##### Article

The following description shows how DSP functions - FFT and multiplications - can be optimally designed to suit an FPGA by using its architecture to advantage and by considering a number of possible design approaches.

The Challenge

An FPGA system was to be designed for a signal processing application involving a 128-point Fast Fourier Transform with Hamming weighting. The absolute values of the transformed spectral values were to be calculated following the FFT. The resulting values were to be sorted according to size. One complete FFT stage was to be completed within 256ns. The input data to the FFT - held ready in two's complement form in internal RAM blocks - was 8-bit wide. The precision was to be increased by one bit after each FFT stage, so that the data attained a width of 15 bits by the last, i.e. seventh, stage. These were the conditions.

Schematic Block Diagram

It was decided to implement these functions, along with another couple of tasks, in two Xilinx XCV1000-6 FPGAs. Unfortunately the 5V compatibility requirements of the I/Os did not allow an upgrade to the faster and larger Virtex-E family, neither was it possible to introduce a further power supply layer to the board.

##########
##### Record excerpts

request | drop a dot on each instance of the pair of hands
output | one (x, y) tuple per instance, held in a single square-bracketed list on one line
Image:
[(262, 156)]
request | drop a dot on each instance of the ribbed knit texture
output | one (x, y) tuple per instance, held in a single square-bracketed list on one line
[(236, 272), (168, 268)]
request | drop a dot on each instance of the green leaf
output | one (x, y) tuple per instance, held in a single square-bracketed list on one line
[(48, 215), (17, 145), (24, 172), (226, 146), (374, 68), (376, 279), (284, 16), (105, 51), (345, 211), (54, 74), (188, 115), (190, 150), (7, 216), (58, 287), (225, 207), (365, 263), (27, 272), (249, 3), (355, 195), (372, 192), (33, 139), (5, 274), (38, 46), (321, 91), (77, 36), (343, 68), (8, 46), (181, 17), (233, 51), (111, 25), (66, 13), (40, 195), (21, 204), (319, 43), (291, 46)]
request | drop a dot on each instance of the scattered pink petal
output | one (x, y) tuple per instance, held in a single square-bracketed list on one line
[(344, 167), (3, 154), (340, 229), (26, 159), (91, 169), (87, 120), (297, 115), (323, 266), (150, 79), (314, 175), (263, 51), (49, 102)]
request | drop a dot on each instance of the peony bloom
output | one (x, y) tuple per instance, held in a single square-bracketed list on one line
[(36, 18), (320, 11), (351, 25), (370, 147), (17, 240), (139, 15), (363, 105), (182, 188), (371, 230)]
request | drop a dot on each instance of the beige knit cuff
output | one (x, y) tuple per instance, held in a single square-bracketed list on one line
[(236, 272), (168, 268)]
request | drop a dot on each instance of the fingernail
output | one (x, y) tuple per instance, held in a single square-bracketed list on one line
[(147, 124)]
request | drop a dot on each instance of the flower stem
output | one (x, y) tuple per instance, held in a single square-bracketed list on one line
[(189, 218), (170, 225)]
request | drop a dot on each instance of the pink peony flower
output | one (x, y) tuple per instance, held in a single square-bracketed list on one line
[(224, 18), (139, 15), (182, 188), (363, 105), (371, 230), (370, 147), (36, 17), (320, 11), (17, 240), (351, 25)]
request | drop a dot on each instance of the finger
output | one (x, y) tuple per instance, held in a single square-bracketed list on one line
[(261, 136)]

##########

**Exercise requirements**
• a. Answer these questions using the FPGA signal processing article.
(i) How many points does the Fast Fourier Transform have?
(ii) How many bits wide was the input data to the FFT?
(iii) What prevented an upgrade to the Virtex-E family?
• b. Carry on the FPGA signal processing article from its final sentence.

**Answers to the tasks**
• a.
(i) 128 points.
(ii) 8 bits.
(iii) The 5V compatibility requirements of the I/Os.

• b.
One approach to the realisation of these functions using a combination of FPGA and DSP chips was rejected, since the required performance would have necessitated too many DSPs working in parallel. The functionality of the FPGAs was described using the hardware description language VHDL and by putting the Xilinx Core Generator to good use. Synthesis was carried out using a generic tool. The Xilinx Floorplanner was indispensable for the backend flow, allowing component placement in a core with an impressive 98% LUT utilisation.


Hamming Window
Applying a Hamming Window to the input data prior to the FFT helps reduce the number of inaccurate spectral lines arising owing to the discrepancy between the width of the sampling window and the periodicity of the input signal. In practice, applying a Hamming Window to the input involves multiplying all the spectral values with a set of predefined coefficients. In this case, 128 input data words, each 8 bits wide (a total of 16 data words are decoded from each of the eight incoming data streams), are each multiplied with an eight-bit coefficient to give an eight-bit result with a precision sufficient for this case.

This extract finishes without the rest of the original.